→ **SET TASK**:
Print the lines of the records below verbatim, beginning with the line that contains "the man's neck." and ending after the line that contains "[35,19,227,195]", with both of those lines included.

****************************************

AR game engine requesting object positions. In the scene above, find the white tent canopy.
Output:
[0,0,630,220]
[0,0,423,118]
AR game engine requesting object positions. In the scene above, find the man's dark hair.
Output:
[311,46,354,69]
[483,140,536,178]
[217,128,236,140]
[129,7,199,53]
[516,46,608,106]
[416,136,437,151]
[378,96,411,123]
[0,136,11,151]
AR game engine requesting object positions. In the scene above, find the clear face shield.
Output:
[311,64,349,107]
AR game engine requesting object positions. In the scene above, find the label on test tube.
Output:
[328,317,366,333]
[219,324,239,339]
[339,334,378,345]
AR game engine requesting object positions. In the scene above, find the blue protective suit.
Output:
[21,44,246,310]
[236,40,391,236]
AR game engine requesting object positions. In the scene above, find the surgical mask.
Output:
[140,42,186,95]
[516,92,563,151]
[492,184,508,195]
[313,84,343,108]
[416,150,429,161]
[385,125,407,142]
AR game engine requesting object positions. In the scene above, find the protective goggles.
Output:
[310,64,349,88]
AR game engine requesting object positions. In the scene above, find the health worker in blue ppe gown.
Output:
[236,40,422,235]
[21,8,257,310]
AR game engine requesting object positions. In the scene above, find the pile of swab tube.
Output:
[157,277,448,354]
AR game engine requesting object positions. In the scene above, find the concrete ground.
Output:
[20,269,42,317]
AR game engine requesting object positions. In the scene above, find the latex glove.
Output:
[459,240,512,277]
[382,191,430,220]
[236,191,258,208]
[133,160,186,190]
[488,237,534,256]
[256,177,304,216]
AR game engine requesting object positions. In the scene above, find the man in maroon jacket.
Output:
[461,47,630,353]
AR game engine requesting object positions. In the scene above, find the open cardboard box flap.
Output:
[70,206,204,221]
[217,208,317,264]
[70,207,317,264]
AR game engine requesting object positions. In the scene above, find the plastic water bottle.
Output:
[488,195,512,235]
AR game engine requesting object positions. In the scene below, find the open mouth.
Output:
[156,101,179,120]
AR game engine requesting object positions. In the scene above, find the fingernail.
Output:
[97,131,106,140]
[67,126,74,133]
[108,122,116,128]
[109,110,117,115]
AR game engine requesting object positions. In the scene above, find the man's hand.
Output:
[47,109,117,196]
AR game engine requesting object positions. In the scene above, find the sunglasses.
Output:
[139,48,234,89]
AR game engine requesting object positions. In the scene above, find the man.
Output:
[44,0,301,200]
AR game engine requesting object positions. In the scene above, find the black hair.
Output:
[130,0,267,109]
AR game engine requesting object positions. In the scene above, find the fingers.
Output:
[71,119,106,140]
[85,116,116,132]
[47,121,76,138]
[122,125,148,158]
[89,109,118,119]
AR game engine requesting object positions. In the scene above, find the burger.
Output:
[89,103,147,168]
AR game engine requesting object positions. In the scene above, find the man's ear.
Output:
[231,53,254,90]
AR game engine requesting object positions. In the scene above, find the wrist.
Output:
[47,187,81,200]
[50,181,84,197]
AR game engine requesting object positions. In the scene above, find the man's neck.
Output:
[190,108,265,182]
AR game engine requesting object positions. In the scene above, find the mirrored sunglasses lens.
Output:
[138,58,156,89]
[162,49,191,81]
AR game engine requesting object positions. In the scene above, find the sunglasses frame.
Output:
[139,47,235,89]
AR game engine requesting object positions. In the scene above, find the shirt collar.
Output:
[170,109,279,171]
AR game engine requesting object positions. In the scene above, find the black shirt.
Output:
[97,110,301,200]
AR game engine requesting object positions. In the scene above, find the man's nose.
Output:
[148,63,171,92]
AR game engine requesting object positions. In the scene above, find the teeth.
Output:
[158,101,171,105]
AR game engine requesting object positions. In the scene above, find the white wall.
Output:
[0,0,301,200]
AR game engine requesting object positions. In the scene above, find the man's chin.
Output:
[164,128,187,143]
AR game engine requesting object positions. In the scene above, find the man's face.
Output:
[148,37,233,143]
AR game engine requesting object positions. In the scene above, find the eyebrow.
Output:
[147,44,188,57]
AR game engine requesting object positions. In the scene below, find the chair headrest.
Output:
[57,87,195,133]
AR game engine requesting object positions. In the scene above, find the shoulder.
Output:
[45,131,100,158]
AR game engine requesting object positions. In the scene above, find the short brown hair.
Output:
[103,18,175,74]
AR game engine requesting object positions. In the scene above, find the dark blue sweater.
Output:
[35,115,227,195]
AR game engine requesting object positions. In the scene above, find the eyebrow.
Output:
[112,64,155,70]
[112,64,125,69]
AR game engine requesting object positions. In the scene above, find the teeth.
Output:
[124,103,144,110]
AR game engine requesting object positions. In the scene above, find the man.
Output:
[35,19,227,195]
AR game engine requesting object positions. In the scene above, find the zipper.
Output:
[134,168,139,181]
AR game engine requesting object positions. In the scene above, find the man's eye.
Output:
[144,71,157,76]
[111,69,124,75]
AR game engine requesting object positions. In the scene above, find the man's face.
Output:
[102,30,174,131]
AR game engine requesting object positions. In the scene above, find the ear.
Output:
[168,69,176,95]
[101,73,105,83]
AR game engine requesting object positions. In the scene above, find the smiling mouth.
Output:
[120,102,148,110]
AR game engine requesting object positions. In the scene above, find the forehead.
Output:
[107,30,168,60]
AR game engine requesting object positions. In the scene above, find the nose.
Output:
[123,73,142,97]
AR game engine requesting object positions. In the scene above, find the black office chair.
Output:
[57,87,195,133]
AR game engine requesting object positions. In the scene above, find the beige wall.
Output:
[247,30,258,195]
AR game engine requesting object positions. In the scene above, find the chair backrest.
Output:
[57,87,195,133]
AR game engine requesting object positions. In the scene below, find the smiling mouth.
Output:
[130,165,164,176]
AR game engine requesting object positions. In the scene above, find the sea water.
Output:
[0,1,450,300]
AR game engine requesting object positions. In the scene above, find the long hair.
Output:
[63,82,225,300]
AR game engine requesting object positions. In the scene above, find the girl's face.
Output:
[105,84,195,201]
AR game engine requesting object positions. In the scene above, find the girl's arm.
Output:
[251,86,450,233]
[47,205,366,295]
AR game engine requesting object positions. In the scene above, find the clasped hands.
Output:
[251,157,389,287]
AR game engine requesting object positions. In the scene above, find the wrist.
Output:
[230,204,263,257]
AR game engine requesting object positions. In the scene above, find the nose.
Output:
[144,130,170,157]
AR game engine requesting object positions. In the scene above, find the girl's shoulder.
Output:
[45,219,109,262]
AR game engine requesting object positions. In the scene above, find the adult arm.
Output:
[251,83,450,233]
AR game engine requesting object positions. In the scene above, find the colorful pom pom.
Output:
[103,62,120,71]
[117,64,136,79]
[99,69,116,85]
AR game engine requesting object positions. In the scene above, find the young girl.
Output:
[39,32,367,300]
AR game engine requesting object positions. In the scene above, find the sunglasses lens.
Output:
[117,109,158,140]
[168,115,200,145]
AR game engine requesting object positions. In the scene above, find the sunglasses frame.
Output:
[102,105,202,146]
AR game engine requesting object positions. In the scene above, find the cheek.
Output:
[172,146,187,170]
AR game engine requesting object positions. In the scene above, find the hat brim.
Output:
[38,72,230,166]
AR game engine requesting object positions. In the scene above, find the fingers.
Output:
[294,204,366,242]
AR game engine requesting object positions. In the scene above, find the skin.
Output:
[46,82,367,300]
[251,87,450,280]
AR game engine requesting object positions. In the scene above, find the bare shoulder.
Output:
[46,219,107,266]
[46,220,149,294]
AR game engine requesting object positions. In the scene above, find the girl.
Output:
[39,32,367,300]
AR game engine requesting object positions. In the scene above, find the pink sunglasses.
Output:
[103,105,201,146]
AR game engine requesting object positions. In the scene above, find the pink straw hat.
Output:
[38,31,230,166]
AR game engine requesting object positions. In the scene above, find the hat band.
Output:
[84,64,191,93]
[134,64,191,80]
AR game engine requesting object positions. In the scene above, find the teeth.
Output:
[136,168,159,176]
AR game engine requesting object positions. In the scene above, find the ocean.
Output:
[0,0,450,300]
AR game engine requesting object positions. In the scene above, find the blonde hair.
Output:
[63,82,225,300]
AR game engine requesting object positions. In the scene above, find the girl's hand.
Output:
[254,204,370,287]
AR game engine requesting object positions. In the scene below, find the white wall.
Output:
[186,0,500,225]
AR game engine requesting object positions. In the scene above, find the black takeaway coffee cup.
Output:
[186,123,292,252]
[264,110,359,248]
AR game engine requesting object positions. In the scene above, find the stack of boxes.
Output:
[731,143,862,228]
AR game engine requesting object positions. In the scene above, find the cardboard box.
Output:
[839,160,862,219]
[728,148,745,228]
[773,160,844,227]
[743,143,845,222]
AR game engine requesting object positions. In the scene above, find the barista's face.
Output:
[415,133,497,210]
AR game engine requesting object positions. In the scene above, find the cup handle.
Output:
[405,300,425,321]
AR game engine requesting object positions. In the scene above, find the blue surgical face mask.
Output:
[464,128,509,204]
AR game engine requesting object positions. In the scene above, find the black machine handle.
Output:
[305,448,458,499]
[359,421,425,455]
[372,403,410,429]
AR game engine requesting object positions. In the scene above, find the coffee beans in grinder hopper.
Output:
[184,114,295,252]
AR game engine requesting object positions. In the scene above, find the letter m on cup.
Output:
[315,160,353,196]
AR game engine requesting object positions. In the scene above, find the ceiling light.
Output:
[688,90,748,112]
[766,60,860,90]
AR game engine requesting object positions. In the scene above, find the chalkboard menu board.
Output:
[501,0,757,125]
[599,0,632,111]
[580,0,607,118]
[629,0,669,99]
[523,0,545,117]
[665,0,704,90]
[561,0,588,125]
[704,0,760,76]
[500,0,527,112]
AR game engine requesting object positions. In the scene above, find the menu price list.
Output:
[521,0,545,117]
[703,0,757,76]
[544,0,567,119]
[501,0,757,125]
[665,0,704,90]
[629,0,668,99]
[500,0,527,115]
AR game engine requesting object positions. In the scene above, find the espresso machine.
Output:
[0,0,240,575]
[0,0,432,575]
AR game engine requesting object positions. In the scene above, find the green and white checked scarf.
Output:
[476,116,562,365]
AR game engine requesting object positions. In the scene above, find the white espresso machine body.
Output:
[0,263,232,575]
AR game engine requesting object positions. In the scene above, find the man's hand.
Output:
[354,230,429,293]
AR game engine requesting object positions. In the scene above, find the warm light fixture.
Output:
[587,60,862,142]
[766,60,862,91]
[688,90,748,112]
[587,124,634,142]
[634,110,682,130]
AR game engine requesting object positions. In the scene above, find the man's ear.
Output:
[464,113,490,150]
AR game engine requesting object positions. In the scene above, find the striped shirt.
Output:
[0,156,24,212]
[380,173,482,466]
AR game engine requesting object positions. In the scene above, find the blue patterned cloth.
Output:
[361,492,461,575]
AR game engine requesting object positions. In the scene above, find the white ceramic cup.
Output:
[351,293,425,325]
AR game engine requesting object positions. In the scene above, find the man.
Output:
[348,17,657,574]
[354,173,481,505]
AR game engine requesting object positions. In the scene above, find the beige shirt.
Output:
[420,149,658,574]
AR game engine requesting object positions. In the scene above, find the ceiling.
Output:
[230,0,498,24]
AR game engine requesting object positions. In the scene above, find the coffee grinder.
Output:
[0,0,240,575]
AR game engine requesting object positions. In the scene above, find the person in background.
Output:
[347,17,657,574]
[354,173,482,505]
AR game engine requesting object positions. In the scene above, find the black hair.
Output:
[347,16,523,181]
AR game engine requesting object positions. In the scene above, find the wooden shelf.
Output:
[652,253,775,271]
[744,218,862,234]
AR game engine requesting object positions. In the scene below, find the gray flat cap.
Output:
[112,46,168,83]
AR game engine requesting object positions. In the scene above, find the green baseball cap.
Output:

****************************************

→ **FINAL RESULT**:
AR game engine requesting object positions. In the scene above, find the man's neck.
Output:
[190,108,265,182]
AR game engine requesting object positions. In the scene above, find the mirrored sunglasses lens.
Output:
[138,58,156,89]
[162,49,191,81]
AR game engine requesting object positions. In the scene above, find the sunglasses frame.
Output:
[139,47,235,89]
AR game engine requesting object positions. In the scene above, find the shirt collar.
Output:
[170,109,279,171]
AR game engine requesting object positions. In the scene above, find the black shirt.
Output:
[97,110,301,200]
AR game engine requesting object positions. In the scene above, find the man's nose.
Output:
[148,63,171,92]
AR game engine requesting object positions. In the scene above, find the teeth.
Output:
[158,101,171,105]
AR game engine requesting object positions. In the scene above, find the white wall.
Output:
[0,0,301,200]
AR game engine requesting object positions. In the scene above, find the man's chin.
Output:
[164,128,187,143]
AR game engine requesting object positions. In the scene above, find the man's face.
Output:
[148,37,233,143]
AR game engine requesting object positions. In the scene above, find the eyebrow.
Output:
[147,44,188,57]
AR game engine requesting object positions. In the scene below, find the chair headrest.
Output:
[57,87,195,133]
AR game engine requesting object positions. In the scene above, find the shoulder.
Output:
[45,131,100,158]
AR game engine requesting object positions. In the scene above, find the short brown hair.
Output:
[103,18,175,74]
AR game engine requesting object positions. In the scene above, find the dark blue sweater.
Output:
[35,115,227,195]
AR game engine requesting object positions. In the scene above, find the eyebrow.
Output:
[112,64,155,70]
[112,64,125,69]
AR game engine requesting object positions. In the scene above, find the teeth.
Output:
[124,103,144,110]
AR game engine requesting object positions. In the scene above, find the man.
Output:
[35,19,227,195]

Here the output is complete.